TEXT SEGMENT:
%%

On 16. 02. 24 16:19, Joe Abley wrote:
Hi Jim,
On 16 Feb 2024, at 14:50, Jim Reid <j...@rfc1035.com> wrote:
The latest patches to mitigate the keytrap vulnerability are welcome and much
appreciated. Though IMO they’re a short-term fix. A long-term solution would be
implementation guidelines as outlined above or to hard-fail validation whenever
there’s a key tag collision.
I'm not sure why this is true.
Resolvers are routinely managed in order to safeguard local resources, harden
themselves against attacks, etc. Not every query gets answered. Seems to me
that limiting the time a validating resolver spends churning its organs over a
particular RRSIG and causing it to fail to validate if the indigestion gets too
bad is just another example of sensible local policy.
While I think some centralised guidance about how to harden your resolver against this
attack (or any attack) is useful (and similarly guidance to avoid duplicate key tags
seems like a great idea for signers) I am struggling to see any of this as a problem with
the protocol or a fundamental weakness in DNSSEC that needs a "long-term
solution".

%%

DATA EXTRACTS:

%%

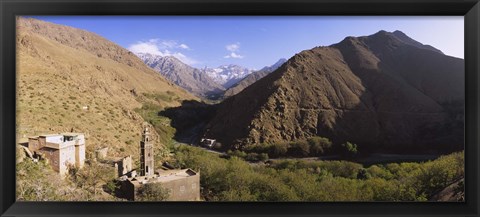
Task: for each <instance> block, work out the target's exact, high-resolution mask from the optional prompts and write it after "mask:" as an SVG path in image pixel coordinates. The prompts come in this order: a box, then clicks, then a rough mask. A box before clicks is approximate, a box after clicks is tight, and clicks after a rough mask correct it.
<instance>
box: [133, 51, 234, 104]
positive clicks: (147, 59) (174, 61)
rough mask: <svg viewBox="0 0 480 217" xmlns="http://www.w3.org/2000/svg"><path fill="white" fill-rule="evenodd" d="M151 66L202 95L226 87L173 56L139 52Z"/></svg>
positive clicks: (167, 76) (182, 86)
mask: <svg viewBox="0 0 480 217" xmlns="http://www.w3.org/2000/svg"><path fill="white" fill-rule="evenodd" d="M136 55H137V56H139V57H140V59H142V60H143V61H144V63H145V64H147V65H148V66H149V67H151V68H153V69H154V70H155V71H157V72H159V73H160V74H162V75H163V76H164V77H165V78H166V79H168V80H169V81H171V82H173V83H175V84H176V85H178V86H180V87H182V88H183V89H185V90H187V91H189V92H191V93H193V94H195V95H197V96H200V97H207V98H208V97H209V96H211V95H217V94H219V93H221V92H223V91H224V90H225V89H224V88H223V87H222V86H221V85H219V84H217V83H216V82H215V81H214V80H213V79H212V78H210V77H209V76H208V75H207V74H205V73H204V72H202V71H201V70H199V69H196V68H194V67H191V66H189V65H187V64H185V63H183V62H182V61H180V60H178V59H177V58H175V57H173V56H159V55H152V54H147V53H137V54H136Z"/></svg>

%%

TO DO:
**a)** In the email, what does Jim Reid say a long-term solution to the keytrap vulnerability would be?
**b)** From the email, copy the passage from "On 16. 02. 24" up to and including "sensible local policy.".

LIST OF SOLUTIONS:
**a)** Implementation guidelines, or hard-failing validation whenever there's a key tag collision.

**b)**
On 16. 02. 24 16:19, Joe Abley wrote:
Hi Jim,
On 16 Feb 2024, at 14:50, Jim Reid <j...@rfc1035.com> wrote:
The latest patches to mitigate the keytrap vulnerability are welcome and much
appreciated. Though IMO they’re a short-term fix. A long-term solution would be
implementation guidelines as outlined above or to hard-fail validation whenever
there’s a key tag collision.
I'm not sure why this is true.
Resolvers are routinely managed in order to safeguard local resources, harden
themselves against attacks, etc. Not every query gets answered. Seems to me
that limiting the time a validating resolver spends churning its organs over a
particular RRSIG and causing it to fail to validate if the indigestion gets too
bad is just another example of sensible local policy.